WHAT YOU WILL DO
Each line from the one with "rough mask: <svg" through the final line of the entries below must be printed exactly, and the pictures must not be.

PROVIDED ENTRIES

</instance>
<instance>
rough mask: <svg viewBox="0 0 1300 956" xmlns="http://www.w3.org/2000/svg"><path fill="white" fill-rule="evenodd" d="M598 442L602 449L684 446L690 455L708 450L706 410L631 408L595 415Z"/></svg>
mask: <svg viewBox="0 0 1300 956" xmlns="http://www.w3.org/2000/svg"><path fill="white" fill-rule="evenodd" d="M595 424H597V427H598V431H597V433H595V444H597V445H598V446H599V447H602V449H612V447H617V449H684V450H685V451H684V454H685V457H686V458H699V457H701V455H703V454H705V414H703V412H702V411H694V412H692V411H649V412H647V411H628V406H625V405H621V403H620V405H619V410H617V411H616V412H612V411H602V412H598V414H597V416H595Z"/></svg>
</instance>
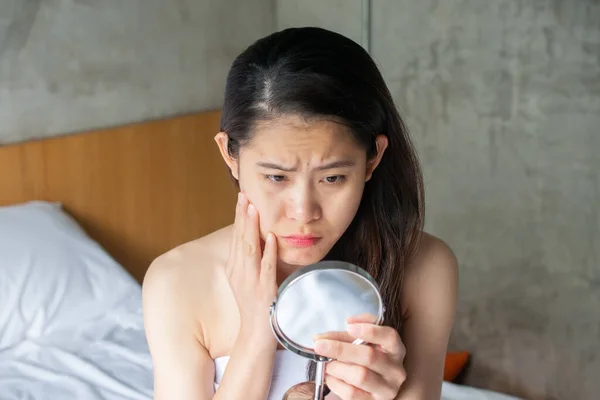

COMPLETED TASK
rough mask: <svg viewBox="0 0 1300 956" xmlns="http://www.w3.org/2000/svg"><path fill="white" fill-rule="evenodd" d="M598 442L602 449L684 446L690 455L708 450L706 410L631 408L595 415Z"/></svg>
mask: <svg viewBox="0 0 1300 956" xmlns="http://www.w3.org/2000/svg"><path fill="white" fill-rule="evenodd" d="M595 424H597V427H598V431H597V433H595V444H597V445H598V446H599V447H602V449H612V447H617V449H684V450H685V451H684V454H685V457H686V458H699V457H701V455H703V454H705V414H703V412H702V411H694V412H692V411H649V412H647V411H628V406H625V405H621V403H620V405H619V410H617V411H616V412H612V411H602V412H598V414H597V416H595Z"/></svg>
</instance>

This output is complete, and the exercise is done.